- **Problem**:
Retype the lines of the records below, starting at the line that contains "Expected: for every instance of the tree bark" and ending with the last line of the records.

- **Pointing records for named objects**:
#####

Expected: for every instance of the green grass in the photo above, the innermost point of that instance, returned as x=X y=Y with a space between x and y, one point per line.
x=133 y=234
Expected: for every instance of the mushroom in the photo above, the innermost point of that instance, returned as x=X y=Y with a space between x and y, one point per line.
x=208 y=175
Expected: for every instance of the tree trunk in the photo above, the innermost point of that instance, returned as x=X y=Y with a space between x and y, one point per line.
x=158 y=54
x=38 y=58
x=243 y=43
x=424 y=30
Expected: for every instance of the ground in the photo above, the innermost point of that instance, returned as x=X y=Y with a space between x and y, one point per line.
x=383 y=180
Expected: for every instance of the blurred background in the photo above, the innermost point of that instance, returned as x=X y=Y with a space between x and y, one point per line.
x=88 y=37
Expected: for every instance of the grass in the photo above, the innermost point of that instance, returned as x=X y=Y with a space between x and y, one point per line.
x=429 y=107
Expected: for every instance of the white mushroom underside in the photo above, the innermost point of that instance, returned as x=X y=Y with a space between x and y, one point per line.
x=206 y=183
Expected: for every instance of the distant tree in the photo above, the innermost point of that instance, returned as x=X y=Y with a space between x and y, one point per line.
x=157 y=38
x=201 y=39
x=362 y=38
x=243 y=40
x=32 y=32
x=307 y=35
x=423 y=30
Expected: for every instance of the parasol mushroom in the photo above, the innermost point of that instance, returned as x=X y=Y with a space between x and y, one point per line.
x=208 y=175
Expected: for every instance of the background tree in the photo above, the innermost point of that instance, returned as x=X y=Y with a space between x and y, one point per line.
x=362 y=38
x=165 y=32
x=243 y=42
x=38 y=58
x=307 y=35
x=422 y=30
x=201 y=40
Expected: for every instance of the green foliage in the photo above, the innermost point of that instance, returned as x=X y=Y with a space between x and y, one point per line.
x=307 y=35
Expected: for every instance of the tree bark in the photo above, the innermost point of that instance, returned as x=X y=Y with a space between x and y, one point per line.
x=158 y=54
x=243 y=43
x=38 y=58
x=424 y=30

#####

- **Result of the exercise**:
Expected: for every instance of the tree bark in the photo above, the innermost point of that instance, returned as x=X y=Y with a space between x and y, one point per line.
x=158 y=54
x=243 y=43
x=38 y=58
x=424 y=30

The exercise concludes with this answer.